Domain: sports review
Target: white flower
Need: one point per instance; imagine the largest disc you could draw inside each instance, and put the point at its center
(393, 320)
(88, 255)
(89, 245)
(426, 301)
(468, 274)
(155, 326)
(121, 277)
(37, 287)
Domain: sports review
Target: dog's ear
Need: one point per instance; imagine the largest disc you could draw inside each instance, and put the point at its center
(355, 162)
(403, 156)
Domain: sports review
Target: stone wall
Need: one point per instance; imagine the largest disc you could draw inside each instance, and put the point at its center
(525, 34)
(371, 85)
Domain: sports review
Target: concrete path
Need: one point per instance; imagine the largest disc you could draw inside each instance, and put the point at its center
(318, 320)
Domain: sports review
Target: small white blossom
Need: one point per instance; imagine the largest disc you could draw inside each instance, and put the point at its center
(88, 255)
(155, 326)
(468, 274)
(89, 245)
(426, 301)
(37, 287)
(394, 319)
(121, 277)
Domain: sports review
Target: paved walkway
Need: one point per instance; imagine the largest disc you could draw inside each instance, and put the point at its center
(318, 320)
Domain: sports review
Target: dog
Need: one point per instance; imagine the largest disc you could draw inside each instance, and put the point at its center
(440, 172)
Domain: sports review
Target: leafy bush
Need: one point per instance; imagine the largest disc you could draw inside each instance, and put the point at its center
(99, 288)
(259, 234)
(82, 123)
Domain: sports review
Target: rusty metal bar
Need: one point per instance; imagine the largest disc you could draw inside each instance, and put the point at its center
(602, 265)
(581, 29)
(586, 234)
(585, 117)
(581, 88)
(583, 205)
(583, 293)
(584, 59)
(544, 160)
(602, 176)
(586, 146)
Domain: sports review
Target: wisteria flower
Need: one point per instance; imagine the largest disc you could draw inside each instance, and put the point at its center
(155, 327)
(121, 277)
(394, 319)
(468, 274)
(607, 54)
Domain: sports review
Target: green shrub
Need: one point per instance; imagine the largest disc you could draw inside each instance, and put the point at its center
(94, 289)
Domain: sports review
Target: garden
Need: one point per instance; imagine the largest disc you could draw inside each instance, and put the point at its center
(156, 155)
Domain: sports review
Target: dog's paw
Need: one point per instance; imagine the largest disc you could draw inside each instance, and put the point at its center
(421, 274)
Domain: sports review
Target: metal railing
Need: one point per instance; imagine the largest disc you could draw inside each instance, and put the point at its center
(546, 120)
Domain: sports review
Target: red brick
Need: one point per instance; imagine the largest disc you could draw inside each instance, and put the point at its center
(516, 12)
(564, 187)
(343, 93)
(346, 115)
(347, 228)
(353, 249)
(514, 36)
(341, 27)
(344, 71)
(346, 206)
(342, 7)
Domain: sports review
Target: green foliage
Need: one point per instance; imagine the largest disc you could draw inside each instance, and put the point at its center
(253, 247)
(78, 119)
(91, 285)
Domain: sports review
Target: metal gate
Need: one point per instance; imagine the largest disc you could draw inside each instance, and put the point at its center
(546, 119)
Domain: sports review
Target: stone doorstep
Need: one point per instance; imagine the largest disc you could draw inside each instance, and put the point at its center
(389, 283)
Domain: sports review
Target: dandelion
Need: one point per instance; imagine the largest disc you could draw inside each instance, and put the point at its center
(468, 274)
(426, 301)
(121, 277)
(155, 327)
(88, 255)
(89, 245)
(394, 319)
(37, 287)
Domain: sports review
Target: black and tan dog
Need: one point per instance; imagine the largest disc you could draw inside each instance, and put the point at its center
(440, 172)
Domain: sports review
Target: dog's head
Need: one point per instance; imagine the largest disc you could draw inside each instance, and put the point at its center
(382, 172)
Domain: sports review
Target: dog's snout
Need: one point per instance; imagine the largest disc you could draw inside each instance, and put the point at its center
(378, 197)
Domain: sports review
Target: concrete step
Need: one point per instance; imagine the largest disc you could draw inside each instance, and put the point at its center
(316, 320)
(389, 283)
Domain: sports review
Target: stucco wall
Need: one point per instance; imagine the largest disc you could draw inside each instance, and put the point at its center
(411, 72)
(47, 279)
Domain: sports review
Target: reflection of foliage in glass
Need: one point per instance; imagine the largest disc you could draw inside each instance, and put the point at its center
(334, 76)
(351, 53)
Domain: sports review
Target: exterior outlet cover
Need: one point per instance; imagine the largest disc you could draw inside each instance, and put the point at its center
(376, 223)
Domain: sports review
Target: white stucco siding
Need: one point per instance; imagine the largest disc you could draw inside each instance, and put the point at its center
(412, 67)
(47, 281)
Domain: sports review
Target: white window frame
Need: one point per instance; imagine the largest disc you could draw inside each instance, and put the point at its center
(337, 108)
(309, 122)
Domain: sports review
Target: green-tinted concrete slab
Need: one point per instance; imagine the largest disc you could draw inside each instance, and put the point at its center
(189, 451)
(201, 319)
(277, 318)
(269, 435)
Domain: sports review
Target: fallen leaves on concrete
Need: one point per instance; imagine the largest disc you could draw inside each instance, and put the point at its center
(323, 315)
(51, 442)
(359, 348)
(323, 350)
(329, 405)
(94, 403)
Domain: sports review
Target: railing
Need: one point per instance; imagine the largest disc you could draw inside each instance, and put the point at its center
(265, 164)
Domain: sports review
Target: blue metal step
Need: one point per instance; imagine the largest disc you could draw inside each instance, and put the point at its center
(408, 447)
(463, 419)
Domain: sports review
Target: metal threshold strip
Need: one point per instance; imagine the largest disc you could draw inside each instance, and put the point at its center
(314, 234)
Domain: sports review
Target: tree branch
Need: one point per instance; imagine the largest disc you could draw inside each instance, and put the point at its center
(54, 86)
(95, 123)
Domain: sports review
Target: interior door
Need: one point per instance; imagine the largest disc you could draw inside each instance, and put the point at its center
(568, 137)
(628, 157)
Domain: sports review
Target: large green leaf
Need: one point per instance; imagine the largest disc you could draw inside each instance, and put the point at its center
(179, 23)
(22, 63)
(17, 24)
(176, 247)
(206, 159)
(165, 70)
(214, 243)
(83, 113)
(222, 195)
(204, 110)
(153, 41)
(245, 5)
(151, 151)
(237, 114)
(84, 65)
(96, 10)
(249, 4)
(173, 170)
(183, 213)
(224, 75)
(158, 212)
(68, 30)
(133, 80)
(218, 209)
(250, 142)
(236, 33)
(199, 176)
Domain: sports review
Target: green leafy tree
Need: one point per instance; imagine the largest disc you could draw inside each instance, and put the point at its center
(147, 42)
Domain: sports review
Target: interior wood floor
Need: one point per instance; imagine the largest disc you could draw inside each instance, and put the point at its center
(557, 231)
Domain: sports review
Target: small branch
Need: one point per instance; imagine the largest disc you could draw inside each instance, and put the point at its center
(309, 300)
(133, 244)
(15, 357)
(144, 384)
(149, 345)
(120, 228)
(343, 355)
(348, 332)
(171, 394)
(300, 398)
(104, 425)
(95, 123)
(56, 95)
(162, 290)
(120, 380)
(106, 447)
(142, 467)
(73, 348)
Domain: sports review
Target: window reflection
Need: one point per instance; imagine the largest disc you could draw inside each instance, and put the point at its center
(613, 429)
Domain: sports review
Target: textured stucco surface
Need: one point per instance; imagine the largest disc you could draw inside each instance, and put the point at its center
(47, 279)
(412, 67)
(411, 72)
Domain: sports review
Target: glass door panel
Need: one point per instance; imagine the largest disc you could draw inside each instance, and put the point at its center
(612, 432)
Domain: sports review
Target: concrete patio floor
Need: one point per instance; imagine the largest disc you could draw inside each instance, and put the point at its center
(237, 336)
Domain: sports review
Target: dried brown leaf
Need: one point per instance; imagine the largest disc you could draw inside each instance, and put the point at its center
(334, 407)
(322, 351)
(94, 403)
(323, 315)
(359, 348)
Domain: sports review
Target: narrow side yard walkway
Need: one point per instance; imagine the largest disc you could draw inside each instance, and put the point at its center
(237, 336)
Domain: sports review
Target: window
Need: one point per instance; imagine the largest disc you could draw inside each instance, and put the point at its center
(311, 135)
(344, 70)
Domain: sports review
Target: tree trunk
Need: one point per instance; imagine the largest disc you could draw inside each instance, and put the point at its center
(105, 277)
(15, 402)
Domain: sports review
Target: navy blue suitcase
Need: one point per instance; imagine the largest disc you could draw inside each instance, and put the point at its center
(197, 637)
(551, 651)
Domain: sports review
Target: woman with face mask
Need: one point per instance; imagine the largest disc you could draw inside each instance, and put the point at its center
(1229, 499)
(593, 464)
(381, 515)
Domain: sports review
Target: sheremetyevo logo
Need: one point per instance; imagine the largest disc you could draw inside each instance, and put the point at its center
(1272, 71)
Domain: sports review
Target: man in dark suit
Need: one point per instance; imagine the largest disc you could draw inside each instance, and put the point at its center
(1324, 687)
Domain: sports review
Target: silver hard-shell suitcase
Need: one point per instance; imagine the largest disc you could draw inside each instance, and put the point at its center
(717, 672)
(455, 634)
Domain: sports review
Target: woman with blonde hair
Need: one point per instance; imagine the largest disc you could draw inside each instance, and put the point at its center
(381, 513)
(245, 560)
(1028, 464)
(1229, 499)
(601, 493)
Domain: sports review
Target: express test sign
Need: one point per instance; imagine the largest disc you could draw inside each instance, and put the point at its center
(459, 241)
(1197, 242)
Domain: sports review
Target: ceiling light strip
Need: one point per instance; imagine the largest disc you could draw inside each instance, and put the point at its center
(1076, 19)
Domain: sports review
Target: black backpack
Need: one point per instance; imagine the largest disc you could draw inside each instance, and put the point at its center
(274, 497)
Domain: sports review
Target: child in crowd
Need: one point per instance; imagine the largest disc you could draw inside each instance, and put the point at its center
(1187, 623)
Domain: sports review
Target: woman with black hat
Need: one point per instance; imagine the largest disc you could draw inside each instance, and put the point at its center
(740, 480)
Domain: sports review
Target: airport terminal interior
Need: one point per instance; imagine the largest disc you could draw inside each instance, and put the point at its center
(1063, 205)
━━━━━━━━━━━━━━━━━━━━━━━━━━━━━━
▶ [PROBLEM STATEMENT] Could you find every line in the records above that contains the word "stucco" and copy it?

▶ [RESULT]
Target: stucco wall
Target: white stucco siding
Target: textured stucco surface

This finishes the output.